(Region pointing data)
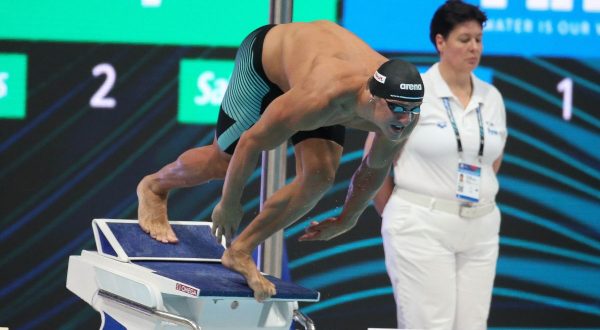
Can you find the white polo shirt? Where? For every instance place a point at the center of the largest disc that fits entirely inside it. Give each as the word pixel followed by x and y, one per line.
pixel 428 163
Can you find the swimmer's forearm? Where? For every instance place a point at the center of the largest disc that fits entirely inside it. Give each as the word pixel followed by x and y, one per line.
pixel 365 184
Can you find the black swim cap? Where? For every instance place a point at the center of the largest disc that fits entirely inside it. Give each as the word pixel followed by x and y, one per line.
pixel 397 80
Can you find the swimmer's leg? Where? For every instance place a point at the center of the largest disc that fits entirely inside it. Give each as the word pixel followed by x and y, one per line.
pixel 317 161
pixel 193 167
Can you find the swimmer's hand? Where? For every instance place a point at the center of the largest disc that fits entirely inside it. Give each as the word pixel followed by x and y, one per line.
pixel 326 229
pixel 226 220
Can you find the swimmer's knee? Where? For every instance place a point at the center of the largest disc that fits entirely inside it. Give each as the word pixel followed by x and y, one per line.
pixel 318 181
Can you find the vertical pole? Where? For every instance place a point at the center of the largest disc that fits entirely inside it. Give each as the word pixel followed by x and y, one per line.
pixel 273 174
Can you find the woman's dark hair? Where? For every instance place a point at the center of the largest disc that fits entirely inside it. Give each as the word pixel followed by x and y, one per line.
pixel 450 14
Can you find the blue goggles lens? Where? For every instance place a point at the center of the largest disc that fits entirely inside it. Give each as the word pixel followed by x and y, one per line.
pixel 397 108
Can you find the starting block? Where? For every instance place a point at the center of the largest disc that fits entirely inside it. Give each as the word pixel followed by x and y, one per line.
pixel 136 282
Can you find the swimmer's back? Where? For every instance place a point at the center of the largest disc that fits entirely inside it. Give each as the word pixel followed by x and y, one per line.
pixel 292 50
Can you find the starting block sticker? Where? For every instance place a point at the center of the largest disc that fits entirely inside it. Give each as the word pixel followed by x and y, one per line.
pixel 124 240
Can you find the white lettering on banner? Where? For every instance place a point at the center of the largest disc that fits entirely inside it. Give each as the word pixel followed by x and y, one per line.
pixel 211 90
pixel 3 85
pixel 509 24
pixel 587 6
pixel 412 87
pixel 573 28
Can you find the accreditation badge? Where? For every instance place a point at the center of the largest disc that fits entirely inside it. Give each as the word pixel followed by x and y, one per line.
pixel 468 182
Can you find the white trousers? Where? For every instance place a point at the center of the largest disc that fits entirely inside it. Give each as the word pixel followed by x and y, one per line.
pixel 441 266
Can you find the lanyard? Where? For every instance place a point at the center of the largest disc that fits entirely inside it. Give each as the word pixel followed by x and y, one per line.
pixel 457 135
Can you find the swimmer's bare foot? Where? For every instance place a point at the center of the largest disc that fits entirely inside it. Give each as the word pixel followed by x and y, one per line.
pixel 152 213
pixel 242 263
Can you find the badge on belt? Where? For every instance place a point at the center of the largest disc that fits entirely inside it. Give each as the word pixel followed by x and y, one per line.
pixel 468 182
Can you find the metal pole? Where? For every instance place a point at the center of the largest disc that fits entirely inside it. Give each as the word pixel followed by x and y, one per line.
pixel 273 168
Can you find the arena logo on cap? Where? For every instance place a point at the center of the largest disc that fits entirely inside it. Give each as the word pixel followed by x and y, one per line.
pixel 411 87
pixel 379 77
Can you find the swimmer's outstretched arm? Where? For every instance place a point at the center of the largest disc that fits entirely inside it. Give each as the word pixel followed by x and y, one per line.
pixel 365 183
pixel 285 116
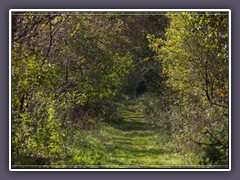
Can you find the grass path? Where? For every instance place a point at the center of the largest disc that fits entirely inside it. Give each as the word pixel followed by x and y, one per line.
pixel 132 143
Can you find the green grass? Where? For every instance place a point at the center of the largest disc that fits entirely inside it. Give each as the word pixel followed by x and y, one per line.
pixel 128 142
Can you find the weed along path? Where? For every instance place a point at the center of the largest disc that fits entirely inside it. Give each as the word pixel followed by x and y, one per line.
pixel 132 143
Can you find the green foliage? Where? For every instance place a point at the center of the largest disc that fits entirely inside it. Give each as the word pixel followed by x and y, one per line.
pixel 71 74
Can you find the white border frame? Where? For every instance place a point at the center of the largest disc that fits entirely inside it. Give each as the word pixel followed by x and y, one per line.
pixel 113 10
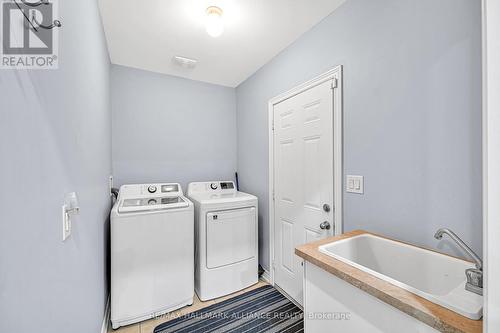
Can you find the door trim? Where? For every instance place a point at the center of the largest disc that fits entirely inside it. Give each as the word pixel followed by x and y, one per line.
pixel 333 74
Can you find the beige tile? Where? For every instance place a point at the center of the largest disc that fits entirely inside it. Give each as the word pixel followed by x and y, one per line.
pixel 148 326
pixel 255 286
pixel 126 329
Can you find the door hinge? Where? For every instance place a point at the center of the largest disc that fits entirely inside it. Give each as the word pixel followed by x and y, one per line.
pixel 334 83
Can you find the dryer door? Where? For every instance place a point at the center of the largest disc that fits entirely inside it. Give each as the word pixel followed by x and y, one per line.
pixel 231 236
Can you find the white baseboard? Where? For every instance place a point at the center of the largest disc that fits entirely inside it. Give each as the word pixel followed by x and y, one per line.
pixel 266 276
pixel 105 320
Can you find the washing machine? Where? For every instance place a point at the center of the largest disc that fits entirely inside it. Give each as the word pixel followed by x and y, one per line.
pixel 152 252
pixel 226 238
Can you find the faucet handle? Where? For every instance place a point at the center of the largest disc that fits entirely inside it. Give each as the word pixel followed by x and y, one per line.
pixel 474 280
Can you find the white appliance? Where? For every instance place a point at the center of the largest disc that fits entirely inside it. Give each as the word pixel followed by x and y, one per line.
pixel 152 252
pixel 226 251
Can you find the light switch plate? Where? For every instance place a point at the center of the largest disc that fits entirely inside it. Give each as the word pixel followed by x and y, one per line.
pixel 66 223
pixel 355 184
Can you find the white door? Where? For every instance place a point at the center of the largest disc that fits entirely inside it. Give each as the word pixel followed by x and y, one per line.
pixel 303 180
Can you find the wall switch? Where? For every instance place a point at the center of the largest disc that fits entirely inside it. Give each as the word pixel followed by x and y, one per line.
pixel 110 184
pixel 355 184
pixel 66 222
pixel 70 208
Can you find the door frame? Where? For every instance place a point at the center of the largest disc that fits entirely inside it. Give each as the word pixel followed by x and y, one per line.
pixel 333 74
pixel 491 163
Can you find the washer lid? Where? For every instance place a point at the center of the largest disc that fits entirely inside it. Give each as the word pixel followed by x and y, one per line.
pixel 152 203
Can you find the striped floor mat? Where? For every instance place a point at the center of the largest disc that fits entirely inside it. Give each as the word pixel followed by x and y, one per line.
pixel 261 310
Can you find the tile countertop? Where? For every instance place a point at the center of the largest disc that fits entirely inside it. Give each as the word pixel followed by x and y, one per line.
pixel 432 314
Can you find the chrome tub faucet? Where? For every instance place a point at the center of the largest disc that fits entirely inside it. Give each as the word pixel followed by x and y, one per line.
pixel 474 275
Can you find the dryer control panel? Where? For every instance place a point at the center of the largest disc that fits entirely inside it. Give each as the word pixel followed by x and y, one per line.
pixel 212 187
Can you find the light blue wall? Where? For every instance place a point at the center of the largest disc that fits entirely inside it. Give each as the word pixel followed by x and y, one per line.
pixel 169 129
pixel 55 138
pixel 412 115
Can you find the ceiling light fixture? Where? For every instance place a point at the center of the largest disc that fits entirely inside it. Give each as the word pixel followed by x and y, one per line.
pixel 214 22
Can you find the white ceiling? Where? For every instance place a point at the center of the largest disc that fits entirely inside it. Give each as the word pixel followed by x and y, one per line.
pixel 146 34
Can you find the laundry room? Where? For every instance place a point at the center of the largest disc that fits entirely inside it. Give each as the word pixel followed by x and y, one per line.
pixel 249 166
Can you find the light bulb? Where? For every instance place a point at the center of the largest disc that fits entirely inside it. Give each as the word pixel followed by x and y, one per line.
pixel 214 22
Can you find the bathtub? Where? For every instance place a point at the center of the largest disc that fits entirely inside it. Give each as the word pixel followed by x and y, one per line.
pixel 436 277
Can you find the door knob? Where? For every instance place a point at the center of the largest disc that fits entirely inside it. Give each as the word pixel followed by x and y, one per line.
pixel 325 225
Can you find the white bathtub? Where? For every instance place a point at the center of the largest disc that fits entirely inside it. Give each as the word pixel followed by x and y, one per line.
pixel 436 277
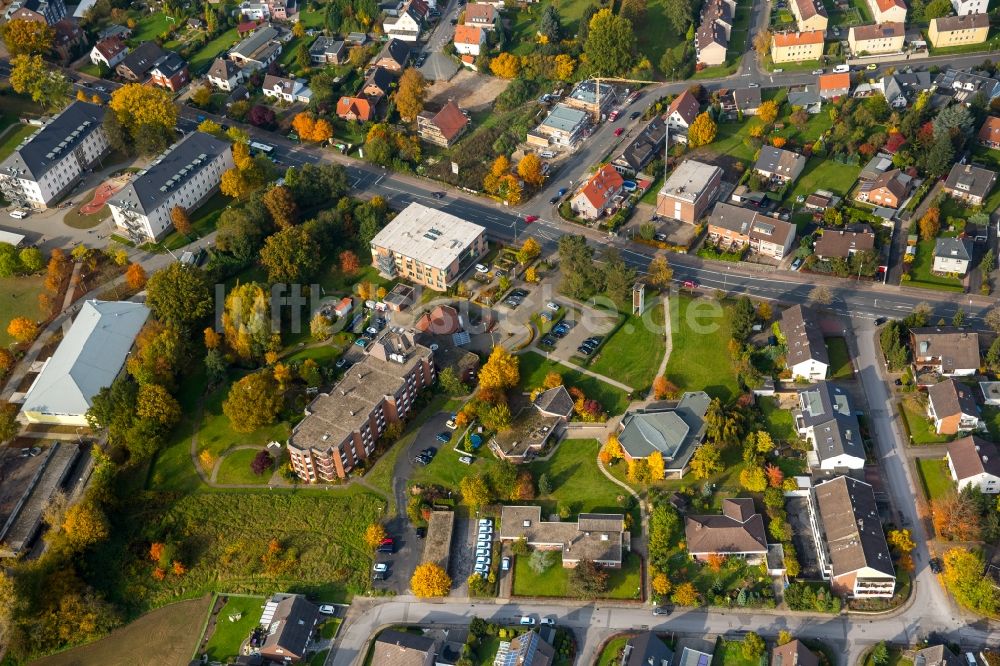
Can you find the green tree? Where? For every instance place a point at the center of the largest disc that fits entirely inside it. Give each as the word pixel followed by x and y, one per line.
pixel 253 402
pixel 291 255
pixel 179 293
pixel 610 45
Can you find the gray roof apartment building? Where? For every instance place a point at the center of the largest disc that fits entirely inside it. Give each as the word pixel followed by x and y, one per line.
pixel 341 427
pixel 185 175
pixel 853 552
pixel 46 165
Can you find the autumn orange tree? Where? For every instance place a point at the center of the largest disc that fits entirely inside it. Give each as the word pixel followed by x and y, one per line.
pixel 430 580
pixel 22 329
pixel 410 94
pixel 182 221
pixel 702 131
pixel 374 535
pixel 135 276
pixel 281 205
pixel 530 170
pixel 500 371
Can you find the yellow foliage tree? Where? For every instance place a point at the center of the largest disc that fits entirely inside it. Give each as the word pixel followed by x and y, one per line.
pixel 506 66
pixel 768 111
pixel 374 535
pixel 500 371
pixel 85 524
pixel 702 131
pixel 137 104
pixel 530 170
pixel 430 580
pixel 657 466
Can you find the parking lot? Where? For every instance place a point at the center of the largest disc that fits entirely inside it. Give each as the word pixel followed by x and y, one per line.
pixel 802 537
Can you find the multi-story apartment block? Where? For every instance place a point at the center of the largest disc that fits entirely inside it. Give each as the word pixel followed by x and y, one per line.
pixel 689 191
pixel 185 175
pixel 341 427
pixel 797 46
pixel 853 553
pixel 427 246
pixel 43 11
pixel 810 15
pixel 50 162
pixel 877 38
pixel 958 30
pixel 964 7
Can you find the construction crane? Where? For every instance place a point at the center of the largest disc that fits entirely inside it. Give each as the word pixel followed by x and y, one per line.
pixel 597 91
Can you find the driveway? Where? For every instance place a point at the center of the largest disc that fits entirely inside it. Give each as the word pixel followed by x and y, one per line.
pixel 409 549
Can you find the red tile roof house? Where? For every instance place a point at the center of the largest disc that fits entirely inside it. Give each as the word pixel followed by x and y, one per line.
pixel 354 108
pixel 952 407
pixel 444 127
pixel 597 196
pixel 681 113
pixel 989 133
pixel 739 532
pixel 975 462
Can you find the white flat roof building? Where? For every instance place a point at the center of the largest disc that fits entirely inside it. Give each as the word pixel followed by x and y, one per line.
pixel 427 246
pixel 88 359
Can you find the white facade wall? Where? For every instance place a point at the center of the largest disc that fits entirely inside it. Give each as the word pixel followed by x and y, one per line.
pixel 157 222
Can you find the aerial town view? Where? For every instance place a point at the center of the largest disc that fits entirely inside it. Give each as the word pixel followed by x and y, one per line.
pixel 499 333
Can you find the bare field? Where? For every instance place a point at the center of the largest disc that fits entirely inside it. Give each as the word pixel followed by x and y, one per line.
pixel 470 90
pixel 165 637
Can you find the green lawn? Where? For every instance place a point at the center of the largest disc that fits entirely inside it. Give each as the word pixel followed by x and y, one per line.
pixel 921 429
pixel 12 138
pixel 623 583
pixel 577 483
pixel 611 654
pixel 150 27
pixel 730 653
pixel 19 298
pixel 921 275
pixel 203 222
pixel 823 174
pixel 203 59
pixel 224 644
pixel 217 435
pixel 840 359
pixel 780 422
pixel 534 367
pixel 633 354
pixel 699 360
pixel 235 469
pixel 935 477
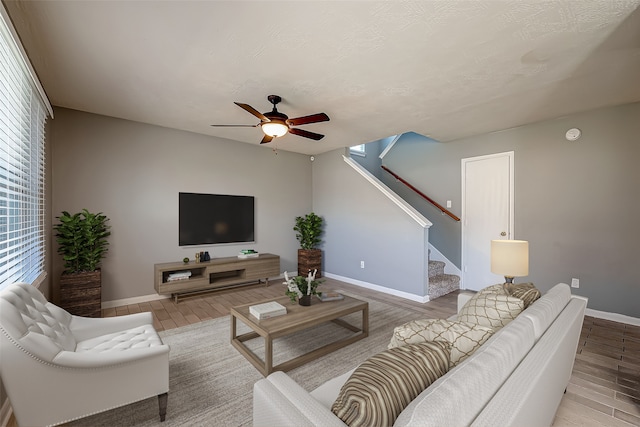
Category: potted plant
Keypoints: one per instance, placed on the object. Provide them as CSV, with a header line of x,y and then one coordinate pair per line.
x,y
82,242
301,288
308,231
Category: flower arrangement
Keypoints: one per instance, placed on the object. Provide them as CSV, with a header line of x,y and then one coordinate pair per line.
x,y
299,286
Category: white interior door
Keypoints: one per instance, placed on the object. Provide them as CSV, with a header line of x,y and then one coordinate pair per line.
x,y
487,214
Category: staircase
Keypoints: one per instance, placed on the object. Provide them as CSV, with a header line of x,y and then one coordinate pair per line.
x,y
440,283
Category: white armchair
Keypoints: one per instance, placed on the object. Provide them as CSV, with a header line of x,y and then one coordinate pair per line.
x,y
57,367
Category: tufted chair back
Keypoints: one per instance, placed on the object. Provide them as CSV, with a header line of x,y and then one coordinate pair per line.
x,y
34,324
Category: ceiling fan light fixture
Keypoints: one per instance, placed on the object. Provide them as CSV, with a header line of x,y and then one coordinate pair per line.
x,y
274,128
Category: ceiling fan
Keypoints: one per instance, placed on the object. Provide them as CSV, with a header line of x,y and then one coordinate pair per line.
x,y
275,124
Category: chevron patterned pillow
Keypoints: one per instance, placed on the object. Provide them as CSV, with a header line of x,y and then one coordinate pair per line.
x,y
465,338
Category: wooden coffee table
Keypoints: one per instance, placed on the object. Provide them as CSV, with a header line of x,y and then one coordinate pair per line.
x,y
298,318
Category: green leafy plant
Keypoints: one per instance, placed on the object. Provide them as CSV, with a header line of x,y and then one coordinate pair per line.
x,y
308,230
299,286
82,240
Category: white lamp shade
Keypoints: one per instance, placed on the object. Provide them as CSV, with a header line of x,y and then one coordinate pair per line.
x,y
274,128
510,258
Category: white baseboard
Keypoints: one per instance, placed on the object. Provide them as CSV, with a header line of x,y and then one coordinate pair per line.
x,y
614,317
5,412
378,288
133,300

--- DIRECTIONS ---
Count how many lines above carry the word "plant". Only the number is required.

--- TASK SOLUTION ---
2